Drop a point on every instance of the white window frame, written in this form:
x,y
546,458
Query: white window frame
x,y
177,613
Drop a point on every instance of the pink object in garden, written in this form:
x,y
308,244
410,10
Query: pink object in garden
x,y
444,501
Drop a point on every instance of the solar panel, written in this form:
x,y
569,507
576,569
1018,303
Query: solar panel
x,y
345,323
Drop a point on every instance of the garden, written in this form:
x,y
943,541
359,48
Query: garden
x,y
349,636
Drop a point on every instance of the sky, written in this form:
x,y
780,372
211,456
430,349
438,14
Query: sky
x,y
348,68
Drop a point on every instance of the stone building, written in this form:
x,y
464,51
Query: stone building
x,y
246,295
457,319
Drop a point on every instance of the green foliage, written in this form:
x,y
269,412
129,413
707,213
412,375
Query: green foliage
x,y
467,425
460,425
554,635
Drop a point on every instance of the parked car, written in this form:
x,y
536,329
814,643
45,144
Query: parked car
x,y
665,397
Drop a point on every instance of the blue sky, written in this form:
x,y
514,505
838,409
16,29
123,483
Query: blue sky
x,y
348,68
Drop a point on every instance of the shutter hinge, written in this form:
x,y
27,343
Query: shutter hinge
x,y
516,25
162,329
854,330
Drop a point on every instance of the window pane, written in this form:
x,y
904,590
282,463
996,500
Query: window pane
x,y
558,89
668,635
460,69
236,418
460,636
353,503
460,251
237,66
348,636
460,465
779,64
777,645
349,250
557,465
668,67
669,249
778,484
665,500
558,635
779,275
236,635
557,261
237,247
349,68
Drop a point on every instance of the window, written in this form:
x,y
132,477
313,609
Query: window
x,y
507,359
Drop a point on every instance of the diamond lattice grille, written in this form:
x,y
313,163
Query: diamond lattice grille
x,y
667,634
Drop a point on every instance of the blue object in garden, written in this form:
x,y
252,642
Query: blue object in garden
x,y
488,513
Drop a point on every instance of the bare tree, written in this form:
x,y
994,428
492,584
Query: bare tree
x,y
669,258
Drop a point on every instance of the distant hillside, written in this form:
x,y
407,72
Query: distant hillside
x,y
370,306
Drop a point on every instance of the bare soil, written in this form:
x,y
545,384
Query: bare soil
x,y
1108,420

▸ **EXERCISE DESCRIPTION**
Leaving no line out, return the data above verbatim.

▸ **TASK SOLUTION**
Drop a point on every instance of the white window frame, written in this form:
x,y
546,458
Query: white window frame
x,y
177,613
Drop a point on every instance of the pink object in garden, written in this form:
x,y
308,244
410,10
Query: pink object in garden
x,y
444,501
Drop a point on every instance of the solar panel, written in this form:
x,y
569,507
576,569
1018,303
Query: solar panel
x,y
345,323
Drop a point on every instance of the garden, written in this form:
x,y
943,541
359,48
Query: garden
x,y
349,636
Drop a point on every instance of the sky, written in this form:
x,y
780,372
211,456
430,349
438,14
Query: sky
x,y
348,68
Drop a point on every instance of the stone building, written in this form:
x,y
464,51
Query: stone building
x,y
246,295
457,319
Drop a point on every instance of the green foliage, written in this form:
x,y
269,412
129,413
707,213
412,375
Query: green foliage
x,y
467,425
460,425
554,635
Drop a point on every instance of the parked car, written in this form:
x,y
536,329
814,643
45,144
Query: parked car
x,y
665,397
Drop a point on every instance of the blue sky, written in this form:
x,y
514,505
838,409
16,29
123,483
Query: blue sky
x,y
348,68
Drop a point on every instance of the shutter hinge, written in this form:
x,y
27,343
Query: shutter hinge
x,y
516,25
162,329
854,330
Drop a point on every instance of the window pane, written in this form:
x,y
904,590
282,463
996,500
Query: window pane
x,y
558,89
668,635
460,69
236,418
460,636
353,503
460,251
237,66
348,636
460,465
779,64
777,645
349,250
557,465
668,67
669,249
778,484
665,500
558,635
779,275
236,635
557,261
237,247
349,68
Drop a point on every instance of the window, written in this form:
x,y
132,477
313,609
Query: window
x,y
507,359
Drop a point on every instance of the diamond lattice grille, written in this form:
x,y
313,163
Query: diamond lattice grille
x,y
667,634
Drop a point on every instance of the blue object in garden, written in this form:
x,y
252,642
Query: blue object in garden
x,y
488,513
Drop a point on every instance of the bare tree, written in this form:
x,y
994,428
492,584
Query: bare tree
x,y
669,258
Drop a point on every instance of the distant hillside, written in this form:
x,y
407,72
Query: distant hillside
x,y
370,306
Drop a point on every instance of the bare soil, written in this form:
x,y
545,384
Query: bare soil
x,y
1108,420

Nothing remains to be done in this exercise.